### Task to complete
Edit the part of the listing that opens with the line containing "Objective — one point per instance of the parked" and closes with the line containing "[[164, 13]]" by replacing "street lamp" with "lamppost". Reproduce only those lines, with everything else left unchanged.

(Rows from a dataset)
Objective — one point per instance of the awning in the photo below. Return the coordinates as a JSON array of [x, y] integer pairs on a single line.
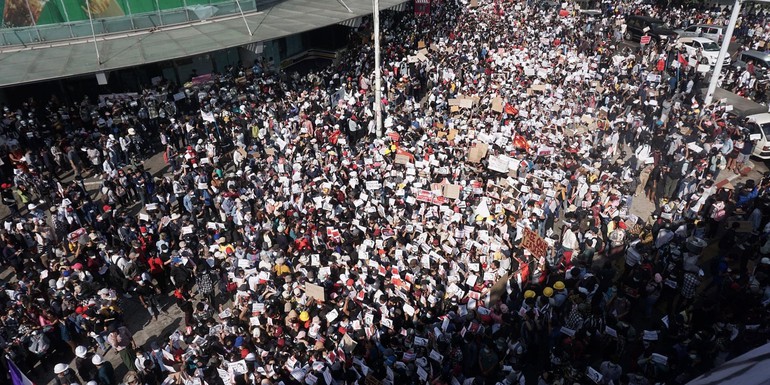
[[19, 65]]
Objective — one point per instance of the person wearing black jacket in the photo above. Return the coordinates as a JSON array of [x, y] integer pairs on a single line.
[[85, 368]]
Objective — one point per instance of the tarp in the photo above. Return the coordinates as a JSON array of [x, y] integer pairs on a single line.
[[748, 369]]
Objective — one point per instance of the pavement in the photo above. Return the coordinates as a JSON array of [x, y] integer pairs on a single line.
[[136, 318], [146, 330]]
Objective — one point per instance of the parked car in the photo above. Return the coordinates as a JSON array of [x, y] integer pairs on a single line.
[[761, 62], [759, 130], [638, 26], [709, 50], [710, 31]]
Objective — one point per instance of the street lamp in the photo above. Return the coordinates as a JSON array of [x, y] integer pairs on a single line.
[[377, 76]]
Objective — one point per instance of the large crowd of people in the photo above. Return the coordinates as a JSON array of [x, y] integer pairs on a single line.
[[486, 236]]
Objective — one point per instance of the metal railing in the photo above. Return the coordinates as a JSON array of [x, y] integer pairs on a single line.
[[164, 13]]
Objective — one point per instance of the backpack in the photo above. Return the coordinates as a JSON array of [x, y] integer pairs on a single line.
[[718, 211], [617, 237]]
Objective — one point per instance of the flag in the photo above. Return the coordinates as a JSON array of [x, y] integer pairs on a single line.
[[682, 60], [17, 377], [208, 116]]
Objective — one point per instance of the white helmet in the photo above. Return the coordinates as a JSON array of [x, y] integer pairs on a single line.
[[81, 351]]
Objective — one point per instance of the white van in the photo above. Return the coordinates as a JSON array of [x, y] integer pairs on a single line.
[[759, 128]]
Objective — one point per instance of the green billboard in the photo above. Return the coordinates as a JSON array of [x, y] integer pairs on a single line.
[[24, 13]]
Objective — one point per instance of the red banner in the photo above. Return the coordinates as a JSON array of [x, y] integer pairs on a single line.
[[422, 7]]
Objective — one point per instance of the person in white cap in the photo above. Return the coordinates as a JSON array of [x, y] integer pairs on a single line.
[[64, 376], [85, 368], [106, 373]]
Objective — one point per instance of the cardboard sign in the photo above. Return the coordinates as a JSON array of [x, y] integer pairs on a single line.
[[532, 242], [315, 291], [238, 367], [451, 191], [497, 104], [478, 152], [498, 163], [402, 159]]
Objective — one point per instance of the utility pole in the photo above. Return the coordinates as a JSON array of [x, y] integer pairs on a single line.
[[377, 71], [722, 53]]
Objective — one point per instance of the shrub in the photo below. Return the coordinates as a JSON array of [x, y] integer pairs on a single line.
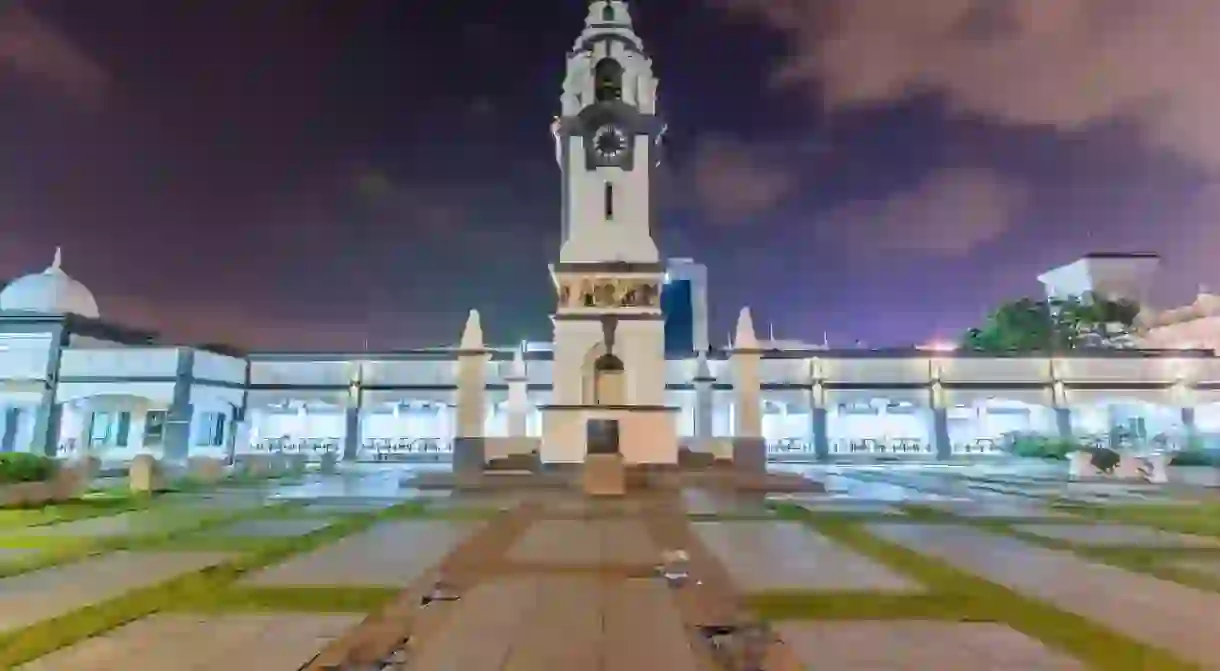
[[1104, 459], [26, 467], [1040, 447]]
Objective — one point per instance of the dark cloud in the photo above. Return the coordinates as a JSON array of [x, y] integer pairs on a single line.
[[1064, 64], [950, 212], [34, 49], [732, 182]]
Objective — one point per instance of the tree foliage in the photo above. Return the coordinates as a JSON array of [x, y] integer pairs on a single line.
[[1055, 325]]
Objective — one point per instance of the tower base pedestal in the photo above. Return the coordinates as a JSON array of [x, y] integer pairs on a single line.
[[647, 433], [604, 475]]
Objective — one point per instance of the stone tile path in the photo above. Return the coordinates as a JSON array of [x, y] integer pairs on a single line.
[[1119, 536], [272, 528], [1153, 611], [29, 598], [561, 624], [348, 506], [882, 645], [1204, 566], [389, 554], [586, 543], [203, 643], [763, 556], [821, 503], [998, 510], [702, 502]]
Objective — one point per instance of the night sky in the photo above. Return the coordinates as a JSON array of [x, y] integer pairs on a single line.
[[326, 175]]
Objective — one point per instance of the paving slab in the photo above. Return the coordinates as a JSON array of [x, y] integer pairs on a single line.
[[388, 554], [998, 510], [203, 643], [28, 598], [288, 527], [1153, 611], [1119, 536], [348, 506], [821, 503], [763, 556], [586, 543], [560, 622], [1204, 566], [881, 645], [700, 502]]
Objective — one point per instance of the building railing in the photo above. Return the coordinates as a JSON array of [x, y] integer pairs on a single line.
[[405, 449]]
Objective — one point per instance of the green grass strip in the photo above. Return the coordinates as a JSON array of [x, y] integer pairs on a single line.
[[1202, 519], [200, 588], [983, 600], [71, 511], [1153, 561]]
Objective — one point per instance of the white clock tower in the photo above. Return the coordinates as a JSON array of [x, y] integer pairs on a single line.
[[609, 343]]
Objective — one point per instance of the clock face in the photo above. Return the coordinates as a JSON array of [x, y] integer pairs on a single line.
[[609, 143]]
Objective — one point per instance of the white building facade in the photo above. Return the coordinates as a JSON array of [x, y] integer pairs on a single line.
[[71, 382]]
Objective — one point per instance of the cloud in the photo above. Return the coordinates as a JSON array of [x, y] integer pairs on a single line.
[[37, 50], [949, 214], [1065, 64], [732, 182]]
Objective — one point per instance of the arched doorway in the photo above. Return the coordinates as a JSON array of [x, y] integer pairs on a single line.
[[608, 381]]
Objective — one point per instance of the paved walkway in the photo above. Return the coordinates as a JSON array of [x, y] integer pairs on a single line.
[[563, 582], [1153, 611]]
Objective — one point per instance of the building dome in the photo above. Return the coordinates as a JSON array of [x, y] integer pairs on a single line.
[[50, 292]]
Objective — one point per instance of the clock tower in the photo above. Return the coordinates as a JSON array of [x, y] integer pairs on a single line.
[[609, 342]]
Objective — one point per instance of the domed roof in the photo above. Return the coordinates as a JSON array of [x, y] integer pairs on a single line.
[[50, 292]]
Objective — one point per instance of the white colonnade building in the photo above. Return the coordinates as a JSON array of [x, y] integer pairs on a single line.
[[71, 381]]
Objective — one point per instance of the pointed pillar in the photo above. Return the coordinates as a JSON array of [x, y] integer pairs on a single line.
[[1190, 430], [472, 358], [519, 395], [351, 415], [818, 415], [941, 441], [749, 448], [704, 400], [179, 415]]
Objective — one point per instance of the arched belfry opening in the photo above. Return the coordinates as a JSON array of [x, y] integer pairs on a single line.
[[608, 81], [604, 372], [608, 375]]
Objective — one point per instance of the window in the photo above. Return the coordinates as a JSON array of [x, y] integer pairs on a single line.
[[608, 81], [154, 427], [11, 421], [211, 430], [109, 430]]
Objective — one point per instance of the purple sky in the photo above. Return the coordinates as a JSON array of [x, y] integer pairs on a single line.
[[308, 173]]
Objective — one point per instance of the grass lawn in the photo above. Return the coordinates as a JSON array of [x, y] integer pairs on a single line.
[[1201, 519], [1154, 561], [958, 595], [210, 589]]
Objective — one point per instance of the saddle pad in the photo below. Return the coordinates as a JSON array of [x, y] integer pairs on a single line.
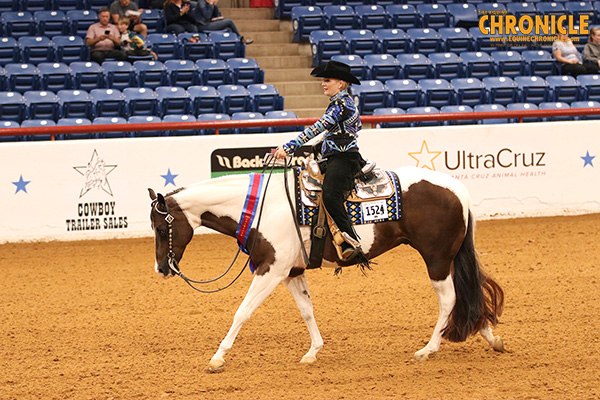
[[360, 212]]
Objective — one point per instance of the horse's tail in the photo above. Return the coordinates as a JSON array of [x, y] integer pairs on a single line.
[[479, 299]]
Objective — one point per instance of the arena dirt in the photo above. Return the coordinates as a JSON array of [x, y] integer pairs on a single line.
[[92, 320]]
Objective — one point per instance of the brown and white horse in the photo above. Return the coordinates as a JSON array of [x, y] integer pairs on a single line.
[[437, 222]]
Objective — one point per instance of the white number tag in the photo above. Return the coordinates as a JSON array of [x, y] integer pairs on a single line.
[[374, 210]]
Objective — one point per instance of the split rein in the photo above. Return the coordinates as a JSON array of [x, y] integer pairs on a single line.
[[271, 162]]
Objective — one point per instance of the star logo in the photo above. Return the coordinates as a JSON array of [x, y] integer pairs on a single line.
[[587, 159], [21, 185], [424, 157], [169, 178], [96, 175]]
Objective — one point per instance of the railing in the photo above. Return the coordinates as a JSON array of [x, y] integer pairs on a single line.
[[367, 119]]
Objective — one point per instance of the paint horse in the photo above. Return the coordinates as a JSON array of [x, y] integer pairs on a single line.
[[437, 222]]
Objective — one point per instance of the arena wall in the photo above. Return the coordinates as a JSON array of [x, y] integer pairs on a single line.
[[93, 189]]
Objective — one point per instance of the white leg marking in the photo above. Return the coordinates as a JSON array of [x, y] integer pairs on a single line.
[[298, 287], [261, 287], [446, 297]]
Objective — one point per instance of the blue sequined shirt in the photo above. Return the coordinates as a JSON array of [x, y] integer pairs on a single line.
[[340, 124]]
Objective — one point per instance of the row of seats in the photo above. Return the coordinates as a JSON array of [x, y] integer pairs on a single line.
[[87, 75], [208, 117], [485, 108], [164, 100], [405, 93]]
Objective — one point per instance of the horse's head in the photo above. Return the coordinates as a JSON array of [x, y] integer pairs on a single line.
[[172, 233]]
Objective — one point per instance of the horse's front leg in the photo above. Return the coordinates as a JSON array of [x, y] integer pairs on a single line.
[[298, 287], [262, 286]]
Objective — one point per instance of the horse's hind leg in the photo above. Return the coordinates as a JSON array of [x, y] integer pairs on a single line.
[[262, 286], [299, 289]]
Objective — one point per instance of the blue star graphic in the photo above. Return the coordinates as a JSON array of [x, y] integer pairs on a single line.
[[587, 160], [170, 178], [21, 185]]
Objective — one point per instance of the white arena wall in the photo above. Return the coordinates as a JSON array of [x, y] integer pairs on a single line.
[[97, 189]]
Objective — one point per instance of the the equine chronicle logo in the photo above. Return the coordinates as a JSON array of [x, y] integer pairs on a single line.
[[96, 174]]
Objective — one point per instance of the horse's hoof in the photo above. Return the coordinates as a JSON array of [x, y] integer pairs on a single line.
[[498, 344], [216, 366], [308, 360]]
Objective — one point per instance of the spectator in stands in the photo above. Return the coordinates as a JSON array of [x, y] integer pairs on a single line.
[[339, 149], [569, 58], [180, 19], [209, 18], [591, 51], [132, 44], [104, 39], [129, 9]]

### Task solution
Objective — one point per instance of the parked car in the photo above. Return the coordinates as a JSON array of [x, y] integer pairs on a single line.
[[761, 62], [759, 130], [638, 26], [709, 50], [710, 31]]
Objective — one point per instance of the lamppost in the photo above. Return the coordinates as a JSON array of [x, y] integer pairs on a single line.
[[377, 76]]
Objective — one point per instance of the large crowd of people in the photo above. Return the coordinates as a JSON array of [x, y] integer pairs on a single line.
[[486, 236]]
Objective — one point per instance of the metal railing in the photo above. Return the coordinates as a JSON array of [x, y] integer pairs on a single line.
[[164, 13]]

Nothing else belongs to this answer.